◆ YOUR OBJECTIVE ◆
Lay out the data as a two-column CSV with the headers text and answer, starting with the line that contains "the woman's face" and going on through the end of the data. Put each text in its own row beside the answer that follows it, enclose every field in quotation marks, and replace line breaks with spaces.

***** DATA SUPPLIED

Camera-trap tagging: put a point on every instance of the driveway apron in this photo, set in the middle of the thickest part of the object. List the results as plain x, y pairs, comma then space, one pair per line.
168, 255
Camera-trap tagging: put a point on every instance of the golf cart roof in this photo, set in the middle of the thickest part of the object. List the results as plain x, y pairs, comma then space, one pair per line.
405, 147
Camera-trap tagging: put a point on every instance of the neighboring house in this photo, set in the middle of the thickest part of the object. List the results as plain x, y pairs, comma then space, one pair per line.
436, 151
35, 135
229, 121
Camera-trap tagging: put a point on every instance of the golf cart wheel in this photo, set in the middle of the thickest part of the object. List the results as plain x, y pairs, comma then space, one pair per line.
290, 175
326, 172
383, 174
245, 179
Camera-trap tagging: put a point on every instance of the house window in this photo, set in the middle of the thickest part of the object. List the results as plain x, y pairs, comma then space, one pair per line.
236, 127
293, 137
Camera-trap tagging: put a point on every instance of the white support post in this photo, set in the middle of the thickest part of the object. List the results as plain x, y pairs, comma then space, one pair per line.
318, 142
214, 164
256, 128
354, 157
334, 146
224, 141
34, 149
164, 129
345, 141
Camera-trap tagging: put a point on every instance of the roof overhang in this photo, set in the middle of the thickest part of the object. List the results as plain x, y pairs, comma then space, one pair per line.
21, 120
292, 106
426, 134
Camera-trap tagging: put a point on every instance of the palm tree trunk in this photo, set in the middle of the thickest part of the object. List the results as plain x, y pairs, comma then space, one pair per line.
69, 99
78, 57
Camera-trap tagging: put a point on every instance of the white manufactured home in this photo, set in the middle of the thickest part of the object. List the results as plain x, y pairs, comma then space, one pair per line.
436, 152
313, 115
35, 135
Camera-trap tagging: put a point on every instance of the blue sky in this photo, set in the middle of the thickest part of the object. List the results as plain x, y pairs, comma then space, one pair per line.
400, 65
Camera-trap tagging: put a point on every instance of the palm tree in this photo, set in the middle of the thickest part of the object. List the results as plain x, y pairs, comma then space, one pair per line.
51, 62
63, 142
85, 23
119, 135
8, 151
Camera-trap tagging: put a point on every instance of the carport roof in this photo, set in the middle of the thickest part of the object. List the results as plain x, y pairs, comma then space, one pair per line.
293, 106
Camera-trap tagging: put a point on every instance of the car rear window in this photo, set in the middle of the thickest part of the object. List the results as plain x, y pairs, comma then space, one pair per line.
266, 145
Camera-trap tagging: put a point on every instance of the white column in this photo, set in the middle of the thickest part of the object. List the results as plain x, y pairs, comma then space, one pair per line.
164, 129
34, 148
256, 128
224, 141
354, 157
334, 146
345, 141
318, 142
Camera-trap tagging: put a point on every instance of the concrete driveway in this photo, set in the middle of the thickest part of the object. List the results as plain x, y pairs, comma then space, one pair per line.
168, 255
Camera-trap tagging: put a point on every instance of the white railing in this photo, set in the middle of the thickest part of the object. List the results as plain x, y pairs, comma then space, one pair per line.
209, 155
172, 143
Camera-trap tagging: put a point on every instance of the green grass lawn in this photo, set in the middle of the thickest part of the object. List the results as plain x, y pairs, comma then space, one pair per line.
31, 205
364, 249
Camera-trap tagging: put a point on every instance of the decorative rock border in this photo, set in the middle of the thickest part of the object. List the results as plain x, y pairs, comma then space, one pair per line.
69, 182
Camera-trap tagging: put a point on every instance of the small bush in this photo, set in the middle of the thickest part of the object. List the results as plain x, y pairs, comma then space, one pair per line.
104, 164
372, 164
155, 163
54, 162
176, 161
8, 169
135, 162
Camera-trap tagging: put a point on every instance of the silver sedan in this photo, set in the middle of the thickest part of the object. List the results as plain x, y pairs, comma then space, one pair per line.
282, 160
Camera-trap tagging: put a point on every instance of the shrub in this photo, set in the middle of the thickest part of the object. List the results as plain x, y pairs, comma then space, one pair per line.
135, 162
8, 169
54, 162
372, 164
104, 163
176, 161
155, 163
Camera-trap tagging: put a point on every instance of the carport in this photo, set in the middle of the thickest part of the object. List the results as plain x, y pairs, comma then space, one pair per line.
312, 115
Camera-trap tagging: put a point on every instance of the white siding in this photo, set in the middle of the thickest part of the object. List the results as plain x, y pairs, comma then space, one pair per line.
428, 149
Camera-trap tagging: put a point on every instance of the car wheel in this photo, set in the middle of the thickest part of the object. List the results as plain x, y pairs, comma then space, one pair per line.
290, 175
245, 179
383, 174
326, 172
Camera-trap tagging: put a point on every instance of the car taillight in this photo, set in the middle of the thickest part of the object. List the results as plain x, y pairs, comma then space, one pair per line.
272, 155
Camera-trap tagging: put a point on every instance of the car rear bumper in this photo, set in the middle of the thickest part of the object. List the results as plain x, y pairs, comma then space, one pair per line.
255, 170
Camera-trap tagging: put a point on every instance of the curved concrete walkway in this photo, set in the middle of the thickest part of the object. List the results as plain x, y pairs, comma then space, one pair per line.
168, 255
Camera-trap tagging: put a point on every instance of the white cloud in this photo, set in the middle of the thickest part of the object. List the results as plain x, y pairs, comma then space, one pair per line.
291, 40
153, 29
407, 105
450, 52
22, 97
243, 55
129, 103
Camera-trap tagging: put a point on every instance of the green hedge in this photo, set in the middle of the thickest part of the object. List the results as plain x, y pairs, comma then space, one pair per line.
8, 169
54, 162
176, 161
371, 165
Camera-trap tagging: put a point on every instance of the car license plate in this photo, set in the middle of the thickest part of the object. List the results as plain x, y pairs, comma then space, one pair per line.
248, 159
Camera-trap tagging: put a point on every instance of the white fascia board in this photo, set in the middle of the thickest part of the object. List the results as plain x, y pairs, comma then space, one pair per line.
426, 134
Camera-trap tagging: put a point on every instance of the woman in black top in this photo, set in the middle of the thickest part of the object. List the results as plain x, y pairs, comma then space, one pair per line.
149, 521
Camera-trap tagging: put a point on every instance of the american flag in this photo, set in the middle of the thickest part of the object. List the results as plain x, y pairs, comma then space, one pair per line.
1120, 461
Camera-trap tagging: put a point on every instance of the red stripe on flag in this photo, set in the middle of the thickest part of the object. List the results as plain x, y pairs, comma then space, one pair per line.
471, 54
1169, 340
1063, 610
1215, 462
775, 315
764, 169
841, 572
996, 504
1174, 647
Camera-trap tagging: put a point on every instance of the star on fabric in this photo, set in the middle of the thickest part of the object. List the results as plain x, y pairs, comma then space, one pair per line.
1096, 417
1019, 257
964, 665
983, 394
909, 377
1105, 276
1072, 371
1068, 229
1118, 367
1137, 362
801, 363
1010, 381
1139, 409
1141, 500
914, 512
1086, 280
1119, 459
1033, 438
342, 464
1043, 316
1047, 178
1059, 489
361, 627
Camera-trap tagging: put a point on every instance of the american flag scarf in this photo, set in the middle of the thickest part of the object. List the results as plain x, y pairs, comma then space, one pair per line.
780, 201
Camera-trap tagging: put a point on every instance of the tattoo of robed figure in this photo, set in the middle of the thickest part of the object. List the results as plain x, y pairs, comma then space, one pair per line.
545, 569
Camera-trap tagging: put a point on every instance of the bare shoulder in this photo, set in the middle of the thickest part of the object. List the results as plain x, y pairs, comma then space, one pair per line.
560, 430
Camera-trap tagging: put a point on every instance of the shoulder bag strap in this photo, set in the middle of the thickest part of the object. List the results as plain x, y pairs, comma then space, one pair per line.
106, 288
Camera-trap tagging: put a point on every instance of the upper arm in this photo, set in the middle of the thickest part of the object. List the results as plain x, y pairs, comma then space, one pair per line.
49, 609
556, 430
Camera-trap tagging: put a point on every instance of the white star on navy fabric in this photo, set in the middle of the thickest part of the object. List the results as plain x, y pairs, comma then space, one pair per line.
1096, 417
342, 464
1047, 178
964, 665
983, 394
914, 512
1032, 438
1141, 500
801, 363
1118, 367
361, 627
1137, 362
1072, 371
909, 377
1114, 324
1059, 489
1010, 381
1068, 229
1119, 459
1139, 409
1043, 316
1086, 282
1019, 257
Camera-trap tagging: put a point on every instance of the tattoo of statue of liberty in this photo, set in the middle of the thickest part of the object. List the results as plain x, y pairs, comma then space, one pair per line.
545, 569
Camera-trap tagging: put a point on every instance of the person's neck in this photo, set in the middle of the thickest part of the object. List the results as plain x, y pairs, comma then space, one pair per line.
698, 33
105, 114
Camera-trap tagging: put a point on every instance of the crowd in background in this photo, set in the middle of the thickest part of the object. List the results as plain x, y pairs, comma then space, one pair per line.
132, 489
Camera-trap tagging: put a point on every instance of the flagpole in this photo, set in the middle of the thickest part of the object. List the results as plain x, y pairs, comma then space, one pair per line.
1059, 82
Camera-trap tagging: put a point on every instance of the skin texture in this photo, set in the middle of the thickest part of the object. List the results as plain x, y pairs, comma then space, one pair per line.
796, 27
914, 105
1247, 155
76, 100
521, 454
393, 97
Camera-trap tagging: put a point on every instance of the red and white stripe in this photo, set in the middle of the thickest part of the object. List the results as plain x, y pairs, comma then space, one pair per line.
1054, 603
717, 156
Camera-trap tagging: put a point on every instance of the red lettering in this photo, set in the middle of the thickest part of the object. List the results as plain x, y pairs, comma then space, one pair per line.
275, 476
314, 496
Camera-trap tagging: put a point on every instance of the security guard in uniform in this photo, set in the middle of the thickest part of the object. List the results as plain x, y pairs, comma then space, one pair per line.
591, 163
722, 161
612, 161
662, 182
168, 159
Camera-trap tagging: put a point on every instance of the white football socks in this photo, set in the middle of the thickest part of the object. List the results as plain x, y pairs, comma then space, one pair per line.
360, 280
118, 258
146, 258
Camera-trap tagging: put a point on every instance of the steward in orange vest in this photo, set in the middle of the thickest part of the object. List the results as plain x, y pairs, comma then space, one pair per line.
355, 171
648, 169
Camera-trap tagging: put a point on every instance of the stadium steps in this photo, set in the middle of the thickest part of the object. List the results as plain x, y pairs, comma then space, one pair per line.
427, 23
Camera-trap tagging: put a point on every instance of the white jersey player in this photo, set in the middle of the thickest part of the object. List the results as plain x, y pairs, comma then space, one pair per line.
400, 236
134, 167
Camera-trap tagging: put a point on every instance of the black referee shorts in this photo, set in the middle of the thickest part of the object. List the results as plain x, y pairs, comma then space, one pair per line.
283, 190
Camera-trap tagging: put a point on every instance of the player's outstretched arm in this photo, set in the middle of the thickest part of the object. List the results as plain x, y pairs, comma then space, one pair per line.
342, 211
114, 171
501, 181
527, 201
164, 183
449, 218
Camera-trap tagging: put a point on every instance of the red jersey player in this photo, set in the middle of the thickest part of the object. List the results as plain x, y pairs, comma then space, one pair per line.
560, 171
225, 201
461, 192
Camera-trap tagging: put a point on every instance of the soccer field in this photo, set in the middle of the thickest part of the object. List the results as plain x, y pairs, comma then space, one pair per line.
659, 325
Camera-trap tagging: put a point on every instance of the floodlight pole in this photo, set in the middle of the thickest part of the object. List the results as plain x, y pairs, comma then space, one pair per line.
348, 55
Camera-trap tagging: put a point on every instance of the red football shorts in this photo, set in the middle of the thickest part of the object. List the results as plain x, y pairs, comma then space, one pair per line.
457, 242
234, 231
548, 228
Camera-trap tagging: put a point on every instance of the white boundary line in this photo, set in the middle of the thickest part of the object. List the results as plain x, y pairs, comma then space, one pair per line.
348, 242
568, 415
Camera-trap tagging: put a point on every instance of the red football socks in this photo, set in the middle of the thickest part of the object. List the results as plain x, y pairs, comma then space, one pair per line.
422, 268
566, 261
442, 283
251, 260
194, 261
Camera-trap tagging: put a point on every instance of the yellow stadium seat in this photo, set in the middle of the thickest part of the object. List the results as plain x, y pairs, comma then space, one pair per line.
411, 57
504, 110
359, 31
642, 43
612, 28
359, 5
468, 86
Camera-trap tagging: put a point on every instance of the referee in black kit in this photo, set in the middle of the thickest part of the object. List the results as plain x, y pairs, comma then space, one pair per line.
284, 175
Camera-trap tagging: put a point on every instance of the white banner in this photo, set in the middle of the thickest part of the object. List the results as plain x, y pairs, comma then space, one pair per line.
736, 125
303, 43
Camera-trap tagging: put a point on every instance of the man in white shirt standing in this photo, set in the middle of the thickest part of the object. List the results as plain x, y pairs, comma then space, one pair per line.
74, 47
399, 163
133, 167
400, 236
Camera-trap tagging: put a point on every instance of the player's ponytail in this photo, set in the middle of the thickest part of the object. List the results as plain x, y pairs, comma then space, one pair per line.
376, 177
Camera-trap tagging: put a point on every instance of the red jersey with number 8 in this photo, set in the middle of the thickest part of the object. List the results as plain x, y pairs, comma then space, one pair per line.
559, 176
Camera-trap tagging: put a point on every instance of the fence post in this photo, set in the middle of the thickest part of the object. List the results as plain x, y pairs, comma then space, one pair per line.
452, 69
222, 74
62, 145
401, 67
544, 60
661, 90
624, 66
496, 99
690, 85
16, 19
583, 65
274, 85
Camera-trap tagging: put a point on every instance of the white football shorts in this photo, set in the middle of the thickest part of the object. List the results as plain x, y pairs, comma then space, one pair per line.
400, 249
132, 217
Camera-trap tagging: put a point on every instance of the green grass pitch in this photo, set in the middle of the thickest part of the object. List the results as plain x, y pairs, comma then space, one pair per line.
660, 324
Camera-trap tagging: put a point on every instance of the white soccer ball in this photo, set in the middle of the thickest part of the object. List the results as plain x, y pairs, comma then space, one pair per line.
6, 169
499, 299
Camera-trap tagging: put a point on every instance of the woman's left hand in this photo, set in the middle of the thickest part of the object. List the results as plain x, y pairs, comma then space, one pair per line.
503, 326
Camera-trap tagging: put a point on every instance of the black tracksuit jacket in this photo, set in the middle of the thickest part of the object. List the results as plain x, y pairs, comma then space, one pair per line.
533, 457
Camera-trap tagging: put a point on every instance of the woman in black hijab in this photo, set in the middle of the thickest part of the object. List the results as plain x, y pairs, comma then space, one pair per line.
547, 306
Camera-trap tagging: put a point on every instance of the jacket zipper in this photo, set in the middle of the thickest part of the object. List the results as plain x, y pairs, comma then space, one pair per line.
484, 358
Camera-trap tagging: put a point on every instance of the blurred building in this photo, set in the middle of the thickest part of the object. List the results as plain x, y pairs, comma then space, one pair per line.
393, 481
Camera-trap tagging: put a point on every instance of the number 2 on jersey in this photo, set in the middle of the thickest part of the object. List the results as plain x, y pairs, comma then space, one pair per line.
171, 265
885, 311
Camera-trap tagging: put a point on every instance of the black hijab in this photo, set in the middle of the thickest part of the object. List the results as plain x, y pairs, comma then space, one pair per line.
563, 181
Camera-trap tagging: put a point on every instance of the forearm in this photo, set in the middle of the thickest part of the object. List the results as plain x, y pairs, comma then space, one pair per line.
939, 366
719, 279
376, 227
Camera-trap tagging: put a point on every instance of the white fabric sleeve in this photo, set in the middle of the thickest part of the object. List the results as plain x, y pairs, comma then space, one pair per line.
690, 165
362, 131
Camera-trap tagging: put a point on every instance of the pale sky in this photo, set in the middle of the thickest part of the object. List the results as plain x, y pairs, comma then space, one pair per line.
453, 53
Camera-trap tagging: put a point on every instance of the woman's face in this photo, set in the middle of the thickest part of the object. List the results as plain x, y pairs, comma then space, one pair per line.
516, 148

**********

◆ EXERCISE RESULT ◆
text,answer
"Camera-trap tagging: put a point on every instance of the woman's face in this photo, set in the middle of the thickest part of the object. List the results as plain x, y pairs, comma then space, one pair per line.","516, 148"